#### SET TASK 1:
List every item that follows "scalabha run" in the command shown in the k-means clustering text.
#### SET TASK 2:
Pick up the k-means clustering text after its final sentence and carry it forward.

Now when you run with the same options, you should get the following output.

$ scalabha run ata.hw4.RunKmeans clusters_equal_variance.dat cosine ident 3
Confusion matrix.
Columns give predicted counts. Rows give gold counts.
3    43    4    |    50    [1]
30    0    0    |    30    [2]
0    0    20    |    20    [3]
33    43    24
[0]    [1]    [2]

The rows show the true, gold label counts and the columns give the predicted cluster id counts. If the clustering worked, there should be one column for each row that contains all the counts, so this output indicates that something is amiss. The picture of the clusters above shows that the clusters are all very distinct, so we should have perfect clustering for this particular set of points. Make the obvious fix to the options (no change in code needed) and rerun -- you should now get it all perfectly.

Written answer: include the output of the confusion matrix from this fix.

You now have most of the elements in place for computing k-means clusters for a variety of datasets, provided they are given in the format expected by readData.

Part (d)

Written answer: Look at the code for computing k-means and describe in a paragraph or two what you understand about how it works and how the different functions relate to the pseudo-code from the slides.

2. Scaling dimensions
Quite often, the dimensions we would like to use for clustering are scaled differently. For example, if we are clustering individuals based on their income and height, the income dimension will have values in the thousands and be spread over a large range, whereas heights will have values in the hundreds (e.g. if measured in centimeters) and be constrained to a fairly small range (e.g. 50 cm to 200 cm). Distance measures, especially Euclidean and Manhattan distances will fall afoul of such disparate dimensions because the one with greater values and greater variance will tend to dominate the distance computation.

#### GIVEN INFORMATION:

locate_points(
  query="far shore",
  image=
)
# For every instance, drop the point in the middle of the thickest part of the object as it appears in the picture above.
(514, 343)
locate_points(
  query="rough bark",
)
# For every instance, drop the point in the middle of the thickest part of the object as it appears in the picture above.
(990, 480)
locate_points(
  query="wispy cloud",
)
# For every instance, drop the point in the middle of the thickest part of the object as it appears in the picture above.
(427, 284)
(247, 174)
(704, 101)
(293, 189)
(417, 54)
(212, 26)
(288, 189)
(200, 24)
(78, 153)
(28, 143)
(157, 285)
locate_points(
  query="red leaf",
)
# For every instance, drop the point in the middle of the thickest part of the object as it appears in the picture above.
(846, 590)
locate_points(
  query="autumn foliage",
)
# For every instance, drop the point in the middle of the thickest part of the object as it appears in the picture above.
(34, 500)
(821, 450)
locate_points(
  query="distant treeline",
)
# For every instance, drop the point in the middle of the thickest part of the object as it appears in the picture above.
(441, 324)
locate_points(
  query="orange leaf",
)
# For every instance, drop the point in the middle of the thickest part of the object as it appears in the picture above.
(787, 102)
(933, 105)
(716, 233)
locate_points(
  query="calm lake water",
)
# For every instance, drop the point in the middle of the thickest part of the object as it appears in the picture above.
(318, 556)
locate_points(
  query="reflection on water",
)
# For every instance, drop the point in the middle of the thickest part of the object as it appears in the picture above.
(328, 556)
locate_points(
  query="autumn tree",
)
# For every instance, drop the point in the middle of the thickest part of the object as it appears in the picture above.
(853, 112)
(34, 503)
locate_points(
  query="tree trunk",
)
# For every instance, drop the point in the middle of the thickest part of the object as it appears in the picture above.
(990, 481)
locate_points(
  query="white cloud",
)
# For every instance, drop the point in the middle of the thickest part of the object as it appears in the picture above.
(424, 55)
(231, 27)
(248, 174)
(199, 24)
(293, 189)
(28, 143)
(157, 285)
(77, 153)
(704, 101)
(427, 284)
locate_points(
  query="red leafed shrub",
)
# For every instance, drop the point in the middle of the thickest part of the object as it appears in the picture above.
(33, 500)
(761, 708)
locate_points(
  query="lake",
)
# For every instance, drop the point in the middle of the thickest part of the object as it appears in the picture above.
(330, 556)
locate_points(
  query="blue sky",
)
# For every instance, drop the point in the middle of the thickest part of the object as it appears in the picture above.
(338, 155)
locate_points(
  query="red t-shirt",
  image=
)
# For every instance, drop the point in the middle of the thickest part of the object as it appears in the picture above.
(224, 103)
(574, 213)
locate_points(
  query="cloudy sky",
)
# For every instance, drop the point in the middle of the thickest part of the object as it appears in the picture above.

#### EXPECTED OUTPUT 1:
ata.hw4.RunKmeans, clusters_equal_variance.dat, cosine, ident, 3

#### EXPECTED OUTPUT 2:
As an example, look at the data in:


The points in this dataset were generate from the same centroids as the in the previous problem, but the variance in the x dimension was increased from 1.0 to 5.0 (you can see the R code in generate_clusters.R to see how). Visually, the clusters look like this:

The x values have been stretched out, which leads to many points ending up closer to points from other clusters. So, k-means is pretty much guaranteed to do poorly if we use the exact values as given in the dataset.

A standard and simple way to scale the dimensions so that they are comparable is to use z-scores. All this means is we compute the mean and standard deviation of all the values in a particular dimension, and then the transformed value for each point is simply how many standard deviations from the mean for that dimension. For the dataset depicted above, this will have the effect of shrinking the x-values (imagine squishing the graph by putting your hands on the left and right sides and compressing it). For more details, check out the Wikipedia page on standard scores (z-scores).

Part (a)

Written answer: The z-score transform is implemented as ZscoreTransformer in Points.scala. Go have a look at it, and explain briefly how the apply method of the ZscoreTransformer class (not object) computes the sequence of z-scores based on the original values.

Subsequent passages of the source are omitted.